▸ Work instruction A:
From the right to repair article, reproduce word for word the passage starting with "In a bid to" and going on through "to repair framework.".
▸ Work instruction B:
In the right to repair article, what must the original manufacturers provide to consumers and third-party businesses under the regulatory framework? List every item.
▸ Work instruction C:
Decide whether each statement agrees with the right to repair article. Answer yes or no, and quote the words that decide it.
(i) The committee on the framework is chaired by Nidhi Khare.
(ii) The framework would cover only mobile phones.
(iii) Manufacturers would have to provide documentation only to third-party businesses.

In a bid to provide users with the ability to have their devices repaired by third parties, the central government has proposed a right to repair framework for consumer durables and mobile phones. Taking a cue from similar deliberations in the UK and the US, and concerned over car makers, mobile manufacturers and other consumer goods makers monopolising the repair and spare parts market, India has now proposed to introduce a similar right to repair framework.
The Department of Consumer Affairs was quoted as saying in a statement by news agency PTI that it has set up a committee chaired by Nidhi Khare, Additional Secretary to develop a comprehensive framework on right to repair.
What is the proposed right to repair framework?
Under the proposed right to repair regulatory framework, manufacturers will have to mandatorily provide the details of their products so that customers can get them repaired by third parties or themselves and it would reduce their dependability on the original manufacturers only. The ministry said in a statement: “The pertinent issues highlighted during the meeting include companies avoiding the publication of manuals that can help users make repairs easily.”
The products that would be included in this regulatory framework include mobile phones, tablets, automobile and farming equipment, consumer durables and electronics. Usually, the original manufacturers have proprietary control over spare parts of such products and warranty cards of several products mention that getting them repaired from an outfit not recognised by the makers would lead to customers losing their warranty benefit.
Under the regulatory framework, the original manufacturers would have to provide complete documentation, tools, diagnostics, service parts and firmware to both the consumers and third-party businesses.
Once rolled out in India, the framework will become a “game-changer” for the sustainability of the products and serve as a catalyst for employment generation through “Aatmanirbhar Bharat” by allowing third-party repairs, a statement added.

▸ Source information:
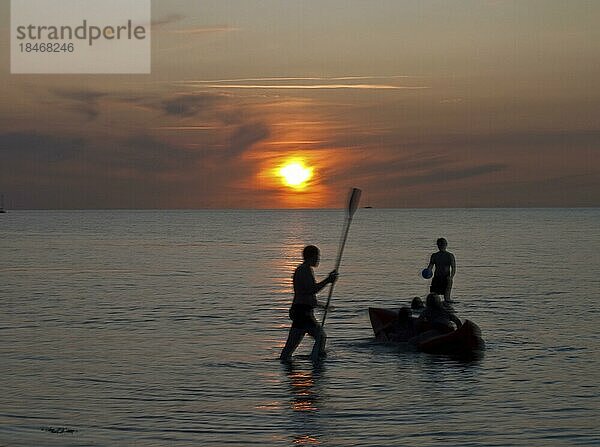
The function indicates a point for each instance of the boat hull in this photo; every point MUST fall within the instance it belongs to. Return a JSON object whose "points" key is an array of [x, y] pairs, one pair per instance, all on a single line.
{"points": [[465, 340]]}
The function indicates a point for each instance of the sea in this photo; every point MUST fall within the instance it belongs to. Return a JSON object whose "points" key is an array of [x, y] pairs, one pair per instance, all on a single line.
{"points": [[163, 328]]}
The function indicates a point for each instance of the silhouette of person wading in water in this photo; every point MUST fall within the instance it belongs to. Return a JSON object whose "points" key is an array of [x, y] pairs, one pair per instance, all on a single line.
{"points": [[305, 300], [445, 269]]}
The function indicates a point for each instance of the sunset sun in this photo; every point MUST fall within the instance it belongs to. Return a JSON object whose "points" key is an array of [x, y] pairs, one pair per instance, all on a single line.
{"points": [[295, 174]]}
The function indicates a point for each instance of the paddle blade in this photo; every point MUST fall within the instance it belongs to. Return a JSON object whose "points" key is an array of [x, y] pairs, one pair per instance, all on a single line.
{"points": [[353, 201]]}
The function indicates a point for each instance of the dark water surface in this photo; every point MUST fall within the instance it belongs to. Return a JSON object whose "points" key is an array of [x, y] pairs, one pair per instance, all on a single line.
{"points": [[158, 328]]}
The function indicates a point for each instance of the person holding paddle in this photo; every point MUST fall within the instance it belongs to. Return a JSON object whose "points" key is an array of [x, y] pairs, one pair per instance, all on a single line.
{"points": [[306, 288], [305, 300], [445, 269]]}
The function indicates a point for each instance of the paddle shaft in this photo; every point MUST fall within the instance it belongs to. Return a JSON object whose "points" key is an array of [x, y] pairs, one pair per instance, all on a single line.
{"points": [[337, 266]]}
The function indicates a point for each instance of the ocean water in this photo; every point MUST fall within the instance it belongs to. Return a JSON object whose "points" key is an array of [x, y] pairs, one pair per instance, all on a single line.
{"points": [[163, 328]]}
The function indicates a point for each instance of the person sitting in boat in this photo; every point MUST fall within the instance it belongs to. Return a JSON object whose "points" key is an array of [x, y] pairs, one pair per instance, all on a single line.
{"points": [[305, 300], [405, 327], [436, 317], [417, 304]]}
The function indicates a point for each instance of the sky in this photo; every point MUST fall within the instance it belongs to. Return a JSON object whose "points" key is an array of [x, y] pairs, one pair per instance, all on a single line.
{"points": [[419, 103]]}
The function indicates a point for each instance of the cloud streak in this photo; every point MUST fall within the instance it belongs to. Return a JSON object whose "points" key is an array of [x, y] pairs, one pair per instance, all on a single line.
{"points": [[313, 86]]}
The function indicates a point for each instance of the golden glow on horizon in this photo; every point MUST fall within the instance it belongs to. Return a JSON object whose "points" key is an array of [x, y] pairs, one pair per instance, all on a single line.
{"points": [[295, 175]]}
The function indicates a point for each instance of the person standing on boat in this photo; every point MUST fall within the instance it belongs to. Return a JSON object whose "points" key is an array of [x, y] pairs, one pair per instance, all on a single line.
{"points": [[305, 300], [445, 269]]}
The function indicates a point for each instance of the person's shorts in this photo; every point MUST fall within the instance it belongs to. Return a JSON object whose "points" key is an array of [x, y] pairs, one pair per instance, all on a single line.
{"points": [[440, 285], [303, 318]]}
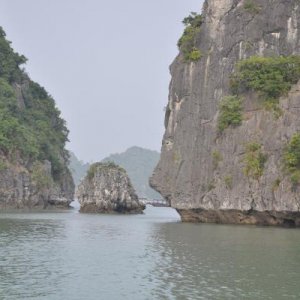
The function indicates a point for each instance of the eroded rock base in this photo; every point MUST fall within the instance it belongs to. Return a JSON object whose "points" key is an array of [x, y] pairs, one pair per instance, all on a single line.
{"points": [[265, 218], [93, 209]]}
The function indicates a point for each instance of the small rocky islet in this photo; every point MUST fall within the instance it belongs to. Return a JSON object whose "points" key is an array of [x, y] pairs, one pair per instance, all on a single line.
{"points": [[107, 189], [230, 152]]}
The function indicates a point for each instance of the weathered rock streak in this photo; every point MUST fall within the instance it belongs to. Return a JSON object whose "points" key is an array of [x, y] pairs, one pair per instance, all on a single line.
{"points": [[186, 174]]}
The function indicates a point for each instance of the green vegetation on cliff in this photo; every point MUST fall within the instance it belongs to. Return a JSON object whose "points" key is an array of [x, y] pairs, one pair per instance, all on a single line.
{"points": [[230, 112], [271, 77], [31, 128], [292, 158], [103, 166], [254, 160], [186, 43]]}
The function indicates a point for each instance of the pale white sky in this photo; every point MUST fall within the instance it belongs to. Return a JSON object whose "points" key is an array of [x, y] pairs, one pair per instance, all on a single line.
{"points": [[104, 62]]}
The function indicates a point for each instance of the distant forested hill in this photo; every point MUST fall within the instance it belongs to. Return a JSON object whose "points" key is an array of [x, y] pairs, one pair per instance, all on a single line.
{"points": [[139, 164], [78, 168]]}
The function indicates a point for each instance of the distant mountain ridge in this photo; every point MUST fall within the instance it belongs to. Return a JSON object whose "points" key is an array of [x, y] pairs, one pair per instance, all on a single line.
{"points": [[78, 168], [138, 162]]}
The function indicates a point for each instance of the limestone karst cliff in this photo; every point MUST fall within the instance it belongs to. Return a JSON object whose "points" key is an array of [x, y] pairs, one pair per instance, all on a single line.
{"points": [[203, 171], [33, 160], [107, 189]]}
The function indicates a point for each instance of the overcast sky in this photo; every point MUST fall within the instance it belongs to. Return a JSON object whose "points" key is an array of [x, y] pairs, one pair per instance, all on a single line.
{"points": [[104, 62]]}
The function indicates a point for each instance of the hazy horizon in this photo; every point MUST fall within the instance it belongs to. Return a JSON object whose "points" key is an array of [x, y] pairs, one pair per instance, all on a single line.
{"points": [[104, 63]]}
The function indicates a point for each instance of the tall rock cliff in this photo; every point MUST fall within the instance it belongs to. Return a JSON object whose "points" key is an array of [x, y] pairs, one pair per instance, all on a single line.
{"points": [[33, 159], [202, 171]]}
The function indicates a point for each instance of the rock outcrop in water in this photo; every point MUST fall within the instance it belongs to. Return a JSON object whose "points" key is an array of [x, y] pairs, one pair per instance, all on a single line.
{"points": [[107, 189], [203, 172], [33, 160]]}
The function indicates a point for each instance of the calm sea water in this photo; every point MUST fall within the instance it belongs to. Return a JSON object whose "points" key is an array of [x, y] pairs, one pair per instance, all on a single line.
{"points": [[152, 256]]}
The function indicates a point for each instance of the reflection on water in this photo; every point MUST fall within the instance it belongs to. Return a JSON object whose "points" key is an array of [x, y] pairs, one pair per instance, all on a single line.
{"points": [[227, 262], [152, 256]]}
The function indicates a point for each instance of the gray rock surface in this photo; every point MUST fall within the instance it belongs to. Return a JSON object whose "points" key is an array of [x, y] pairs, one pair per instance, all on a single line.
{"points": [[33, 187], [186, 174], [107, 189]]}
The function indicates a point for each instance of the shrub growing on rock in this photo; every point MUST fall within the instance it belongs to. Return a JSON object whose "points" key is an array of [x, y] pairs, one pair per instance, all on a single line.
{"points": [[230, 112], [186, 43], [291, 158]]}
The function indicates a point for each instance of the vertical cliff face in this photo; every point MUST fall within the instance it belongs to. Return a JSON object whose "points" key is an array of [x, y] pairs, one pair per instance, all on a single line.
{"points": [[33, 159], [188, 174]]}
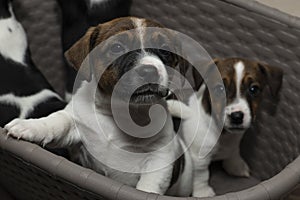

▸ Solution A:
In a bid to provide users with the ability to have their devices repaired by third parties, the central government has proposed a right to repair framework for consumer durables and mobile phones. Taking a cue from similar deliberations in the UK and the US, and concerned over car makers, mobile manufacturers and other consumer goods makers monopolising the repair and spare parts market, India has now proposed to introduce a similar right to repair framework.

▸ Solution B:
- complete documentation
- tools
- diagnostics
- service parts
- firmware

▸ Solution C:
(i) Yes: "it has set up a committee chaired by Nidhi Khare, Additional Secretary"
(ii) No: "The products that would be included in this regulatory framework include mobile phones, tablets, automobile and farming equipment, consumer durables and electronics."
(iii) No: "to both the consumers and third-party businesses"